Data supplied Block Start

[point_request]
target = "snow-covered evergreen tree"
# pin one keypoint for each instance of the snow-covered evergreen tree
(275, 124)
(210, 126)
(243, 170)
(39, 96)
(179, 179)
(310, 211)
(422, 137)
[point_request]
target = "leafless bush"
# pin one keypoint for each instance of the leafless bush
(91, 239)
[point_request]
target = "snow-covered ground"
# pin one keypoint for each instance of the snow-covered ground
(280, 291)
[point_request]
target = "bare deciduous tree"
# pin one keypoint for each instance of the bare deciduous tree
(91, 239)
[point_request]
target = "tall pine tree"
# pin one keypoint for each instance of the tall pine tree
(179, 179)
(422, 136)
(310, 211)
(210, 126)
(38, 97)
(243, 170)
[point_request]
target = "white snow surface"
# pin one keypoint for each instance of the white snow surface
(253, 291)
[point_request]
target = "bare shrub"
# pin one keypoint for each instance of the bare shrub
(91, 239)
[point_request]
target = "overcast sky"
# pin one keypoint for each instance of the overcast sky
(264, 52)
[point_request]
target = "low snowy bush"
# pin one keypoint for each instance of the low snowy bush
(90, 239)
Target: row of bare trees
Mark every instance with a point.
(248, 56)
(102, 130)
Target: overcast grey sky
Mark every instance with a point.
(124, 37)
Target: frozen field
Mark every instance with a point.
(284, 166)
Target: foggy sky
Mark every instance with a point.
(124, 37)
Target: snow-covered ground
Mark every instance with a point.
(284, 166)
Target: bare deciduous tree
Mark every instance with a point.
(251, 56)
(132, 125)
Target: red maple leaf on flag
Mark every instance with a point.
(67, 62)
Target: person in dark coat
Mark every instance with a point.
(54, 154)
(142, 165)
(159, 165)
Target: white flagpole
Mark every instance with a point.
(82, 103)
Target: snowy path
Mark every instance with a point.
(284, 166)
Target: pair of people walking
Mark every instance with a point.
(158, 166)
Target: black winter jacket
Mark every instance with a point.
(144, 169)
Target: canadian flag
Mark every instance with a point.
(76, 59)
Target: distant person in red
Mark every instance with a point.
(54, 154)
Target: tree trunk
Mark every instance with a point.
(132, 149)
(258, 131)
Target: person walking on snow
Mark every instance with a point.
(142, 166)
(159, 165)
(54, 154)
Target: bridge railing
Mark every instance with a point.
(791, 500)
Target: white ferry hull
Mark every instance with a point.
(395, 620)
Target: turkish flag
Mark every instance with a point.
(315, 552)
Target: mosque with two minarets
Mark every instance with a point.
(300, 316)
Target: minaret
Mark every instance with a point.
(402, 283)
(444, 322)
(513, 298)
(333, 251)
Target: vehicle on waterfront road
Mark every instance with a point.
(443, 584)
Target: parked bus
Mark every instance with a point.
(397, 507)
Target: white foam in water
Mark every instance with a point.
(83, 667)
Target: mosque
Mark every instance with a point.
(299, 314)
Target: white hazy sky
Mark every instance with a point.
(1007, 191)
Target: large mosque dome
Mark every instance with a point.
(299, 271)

Data supplied Block End

Required action:
Each line in the entries above that includes the string "person" adds to the count; state that count only.

Problem solution:
3